• The tasks:
1) Answer these questions using the text on James Stuart-Mackenzie:
(a) Who preceded him as British Minister at Turin?
(b) What did he co-found in 1783?
(c) Where was he born?
2) Pick up the biography of James Stuart-Mackenzie after its last sentence and write what comes next.

• Source extract:
»»

Keeper of the Privy Seal of Scotland
- In office 1766–1800
- Preceded by: The Earl of Breadalbane and Holland
- Succeeded by: The Viscount Melville
- In office 1763–1765
- Preceded by: The Duke of Atholl
- Succeeded by: Lord Frederick Campbell

British Minister at Turin
- In office 1758–1761
- Preceded by: The Earl of Bristol
- Succeeded by: The Lord Rivers

Member of Parliament for Ross-shire
- In office 1761–1780
- Preceded by: The Lord Fortrose
- Succeeded by: The Lord MacLeod

Member of Parliament for Ayr Burghs
- In office 1754–1761
- Preceded by: Sir Henry Erskine
- Succeeded by: Lord Frederick Campbell

Member of Parliament for Buteshire
- In office 1747–1754
- Preceded by: Patrick Campbell
- Succeeded by: James Stuart

Member of Parliament for Argyllshire
- In office 1742–1747
- Preceded by: Charles Campbell
- Succeeded by: Sir Duncan Campbell of Lochnell

Personal details
- Born: James Stuart 30 October 1718 Rothesay, Isle of Bute, Scotland
- Died: 8 April 1800 (aged 81) London, England
- Spouse: Lady Elizabeth Campbell ​ ​(m. 1749; died 1799)​
- Parent(s): James Stuart, 2nd Earl of Bute Lady Anne Campbell
- Alma mater: University of Leiden Eton College

= James Stuart-Mackenzie =

British politician

James Stuart-Mackenzie (30 October 1718 – 8 April 1800) was a British politician who co-founded the Royal Society of Edinburgh in 1783. The second son of James Stuart, 2nd Earl of Bute, he served as Member of Parliament for various Scottish constituencies of the Parliament of Great Britain from 1742 to 1780. Stuart-Mackenzie was the British Minister at Turin from 1758 to 1761. He was made a Privy Councillor in 1761, and served as Keeper of the Privy Seal of Scotland from 1763 to 1765, and again from the following year until his death in 1800.

««

• Dataset extract:
»»

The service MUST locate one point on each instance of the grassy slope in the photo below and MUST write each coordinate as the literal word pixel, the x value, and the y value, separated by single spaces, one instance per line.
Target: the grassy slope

««

• Final answers:
1)
(a) The Earl of Bristol
(b) The Royal Society of Edinburgh
(c) Rothesay, Isle of Bute, Scotland

2)
==Life==
Born James Stuart, he was a younger son of James Stuart, 2nd Earl of Bute, and his wife Lady Anne Campbell, daughter of Archibald Campbell, 1st Duke of Argyll. Prime Minister John Stuart, 3rd Earl of Bute, was his elder brother.

He was educated at Eton College 1728 to 1732 then travelled to Europe to study at the University of Leyden where he graduated in 1737.

He inherited the Rosehaugh estates near Avoch in Ross-shire through his paternal grandmother Agnes Mackenzie and assumed the additional surname of Mackenzie. He was returned to Parliament for Buteshire in 1747, a seat he held until 1754, and then represented Ross-shire from 1761 to 1780. In 1761 he was sworn of the Privy Council. In 1763 he became Keeper of the Privy Seal of Scotland until 1765 and then again in 1766 until his death.

In 1752 Hon. James Stewart Mackenzie sold Rosehaugh and bought from Sir Thomas and William Nairn the ecclesiastical lands of Kirkhill in Meigle, which belonged to the Holy Trinity of Dunkeld, and upon the site of the former Castle, which had been used as a grange for the Churchmen, he erected Belmont Castle, at a cost of £10,000.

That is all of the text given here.